(Image entries for named regions)
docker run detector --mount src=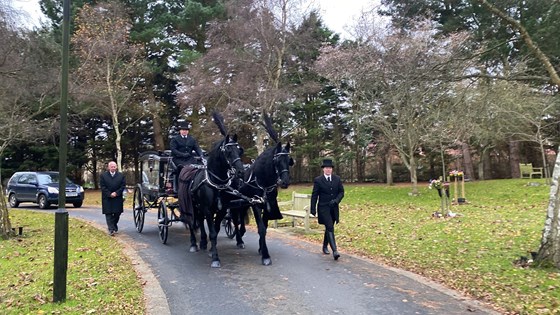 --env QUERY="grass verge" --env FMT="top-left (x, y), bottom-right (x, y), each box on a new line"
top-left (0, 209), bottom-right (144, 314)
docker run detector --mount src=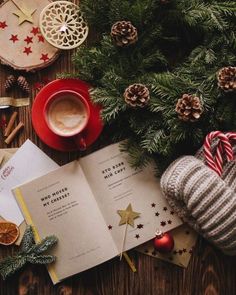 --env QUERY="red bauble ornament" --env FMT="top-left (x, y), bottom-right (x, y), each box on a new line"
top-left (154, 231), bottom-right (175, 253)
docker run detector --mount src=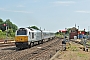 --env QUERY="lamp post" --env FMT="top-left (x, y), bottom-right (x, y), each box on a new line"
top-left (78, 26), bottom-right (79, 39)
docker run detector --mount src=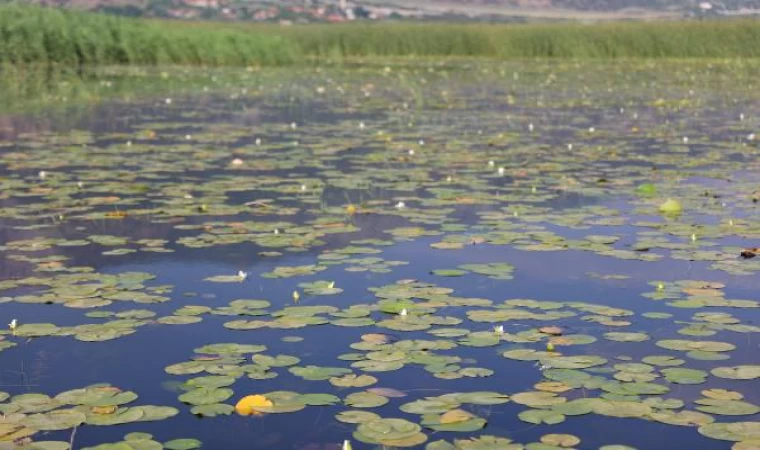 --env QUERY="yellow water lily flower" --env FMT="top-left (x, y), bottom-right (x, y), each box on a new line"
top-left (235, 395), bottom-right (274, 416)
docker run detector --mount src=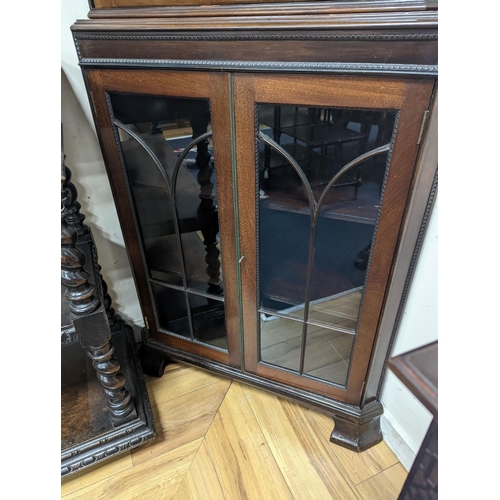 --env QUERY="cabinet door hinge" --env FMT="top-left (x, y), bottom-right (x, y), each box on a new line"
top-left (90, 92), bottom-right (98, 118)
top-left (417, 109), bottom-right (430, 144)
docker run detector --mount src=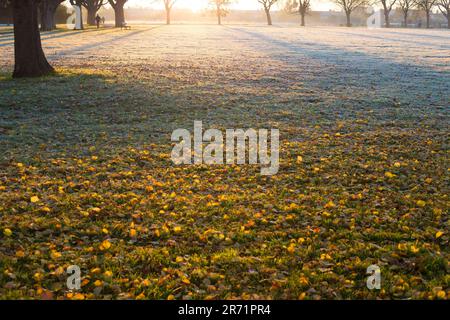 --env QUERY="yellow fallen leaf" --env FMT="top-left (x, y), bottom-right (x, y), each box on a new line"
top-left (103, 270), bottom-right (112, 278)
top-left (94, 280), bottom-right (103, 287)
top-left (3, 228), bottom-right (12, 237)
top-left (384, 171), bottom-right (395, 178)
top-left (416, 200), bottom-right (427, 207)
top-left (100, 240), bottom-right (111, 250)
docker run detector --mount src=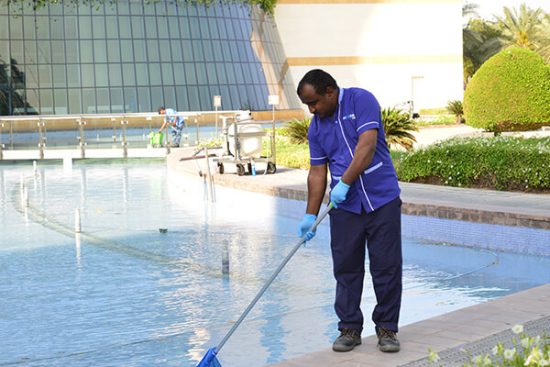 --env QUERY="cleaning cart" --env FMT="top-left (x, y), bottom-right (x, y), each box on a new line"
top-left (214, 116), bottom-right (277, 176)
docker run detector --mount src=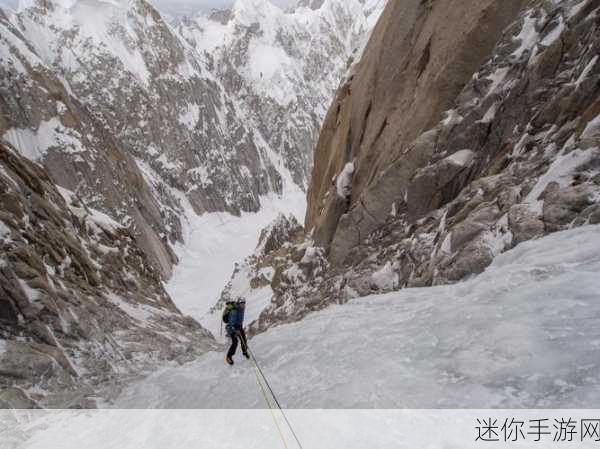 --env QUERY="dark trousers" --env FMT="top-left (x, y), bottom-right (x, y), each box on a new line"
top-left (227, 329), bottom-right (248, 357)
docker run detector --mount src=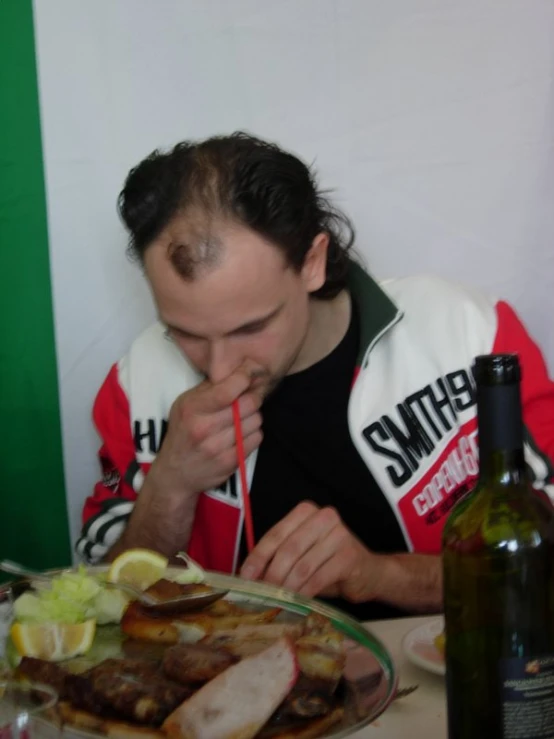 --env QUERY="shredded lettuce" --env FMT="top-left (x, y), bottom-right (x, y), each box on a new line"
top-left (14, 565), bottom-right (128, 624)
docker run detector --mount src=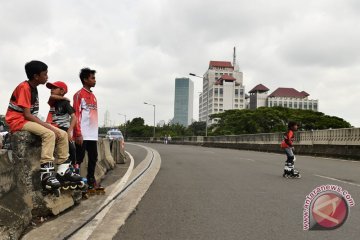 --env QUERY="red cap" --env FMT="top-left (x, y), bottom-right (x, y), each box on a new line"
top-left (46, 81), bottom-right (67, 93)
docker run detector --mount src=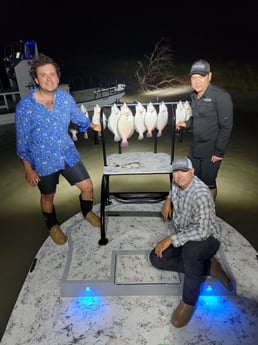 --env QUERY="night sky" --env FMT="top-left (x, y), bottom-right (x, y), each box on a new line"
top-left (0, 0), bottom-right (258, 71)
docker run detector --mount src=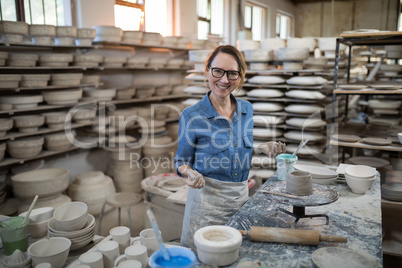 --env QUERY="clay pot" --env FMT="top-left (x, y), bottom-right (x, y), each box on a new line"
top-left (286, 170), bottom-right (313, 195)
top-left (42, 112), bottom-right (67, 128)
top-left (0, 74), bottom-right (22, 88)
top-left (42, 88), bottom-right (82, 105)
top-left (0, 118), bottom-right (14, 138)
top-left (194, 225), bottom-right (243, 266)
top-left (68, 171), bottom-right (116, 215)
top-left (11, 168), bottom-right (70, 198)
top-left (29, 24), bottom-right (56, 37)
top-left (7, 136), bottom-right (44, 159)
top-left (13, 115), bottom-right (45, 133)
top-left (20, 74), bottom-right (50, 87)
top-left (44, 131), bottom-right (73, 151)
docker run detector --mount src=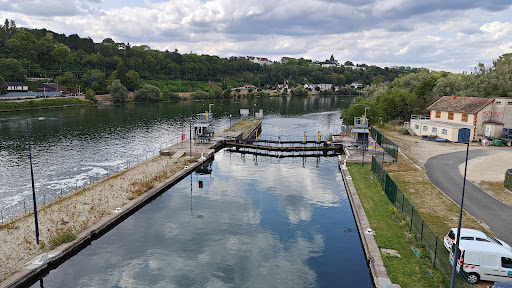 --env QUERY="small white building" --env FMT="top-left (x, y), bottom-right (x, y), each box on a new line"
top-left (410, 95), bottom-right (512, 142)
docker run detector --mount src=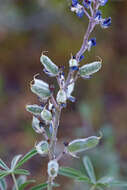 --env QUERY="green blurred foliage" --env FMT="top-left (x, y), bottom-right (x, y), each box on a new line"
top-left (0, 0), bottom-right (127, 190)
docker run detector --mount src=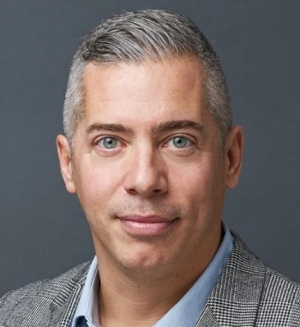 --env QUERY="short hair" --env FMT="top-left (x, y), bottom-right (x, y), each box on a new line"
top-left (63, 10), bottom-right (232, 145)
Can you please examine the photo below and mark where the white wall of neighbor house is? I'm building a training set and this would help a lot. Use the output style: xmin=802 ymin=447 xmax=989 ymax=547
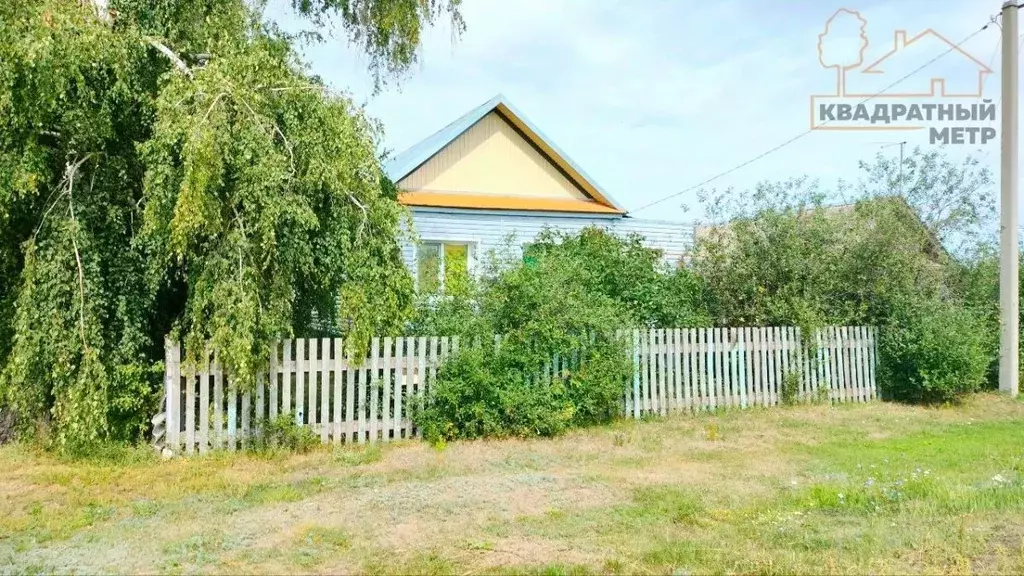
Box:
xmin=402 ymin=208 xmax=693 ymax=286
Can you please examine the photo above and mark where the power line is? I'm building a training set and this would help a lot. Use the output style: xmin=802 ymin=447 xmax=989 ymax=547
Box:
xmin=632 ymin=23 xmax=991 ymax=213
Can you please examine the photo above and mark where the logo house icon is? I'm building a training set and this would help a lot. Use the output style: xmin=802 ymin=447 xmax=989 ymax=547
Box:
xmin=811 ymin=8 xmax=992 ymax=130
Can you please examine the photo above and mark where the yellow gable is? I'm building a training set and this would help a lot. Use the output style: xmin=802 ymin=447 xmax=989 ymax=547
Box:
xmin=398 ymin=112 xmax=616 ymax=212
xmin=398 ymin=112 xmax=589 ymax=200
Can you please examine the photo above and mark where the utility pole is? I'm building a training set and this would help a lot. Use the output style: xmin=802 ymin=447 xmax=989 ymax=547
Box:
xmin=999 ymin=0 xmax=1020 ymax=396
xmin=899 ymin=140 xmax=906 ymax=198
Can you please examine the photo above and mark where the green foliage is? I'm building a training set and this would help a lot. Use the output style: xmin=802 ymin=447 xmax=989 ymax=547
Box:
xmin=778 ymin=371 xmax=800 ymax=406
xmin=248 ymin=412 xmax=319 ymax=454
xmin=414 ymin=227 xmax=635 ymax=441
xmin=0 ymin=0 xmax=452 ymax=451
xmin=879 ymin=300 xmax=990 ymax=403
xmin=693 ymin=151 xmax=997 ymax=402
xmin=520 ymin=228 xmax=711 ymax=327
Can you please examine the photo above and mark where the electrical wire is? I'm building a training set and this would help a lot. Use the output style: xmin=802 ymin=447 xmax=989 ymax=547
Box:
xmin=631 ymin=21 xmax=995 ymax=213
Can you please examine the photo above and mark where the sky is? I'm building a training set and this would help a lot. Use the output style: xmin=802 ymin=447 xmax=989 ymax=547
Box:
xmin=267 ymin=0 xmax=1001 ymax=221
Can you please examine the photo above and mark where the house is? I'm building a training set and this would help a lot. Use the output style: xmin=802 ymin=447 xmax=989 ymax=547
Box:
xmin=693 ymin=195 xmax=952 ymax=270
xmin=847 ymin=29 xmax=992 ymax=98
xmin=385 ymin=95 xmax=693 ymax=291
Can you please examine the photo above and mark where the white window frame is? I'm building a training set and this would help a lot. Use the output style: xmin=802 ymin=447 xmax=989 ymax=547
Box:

-- TASK TO CARRY OUT --
Copy out, unchanged, the lines of the material from the line containing "where the electrical" through the end of the material.

-- EXERCISE RESULT --
Can you please examine the photo above and mark where the electrical wire is? I'm building a training set and this would help a lot. Use the output style: xmin=802 ymin=447 xmax=989 ymax=547
Box:
xmin=631 ymin=21 xmax=995 ymax=213
Can you please examine the photo above and mark where the sky is? I'm building a training set and this would help a lot. Use the output style: xmin=802 ymin=447 xmax=989 ymax=547
Box:
xmin=267 ymin=0 xmax=1001 ymax=221
Can you please examine the photo above and mark where the house is? I'm building a training set and this would help a lot. Use the output style: xmin=802 ymin=447 xmax=989 ymax=547
Box:
xmin=693 ymin=195 xmax=952 ymax=270
xmin=847 ymin=29 xmax=992 ymax=98
xmin=385 ymin=95 xmax=693 ymax=291
Can you please examine the photo above and mark where the white window frame is? I'm building a training set and this would help a lot. Use the output style: xmin=802 ymin=447 xmax=989 ymax=547
Box:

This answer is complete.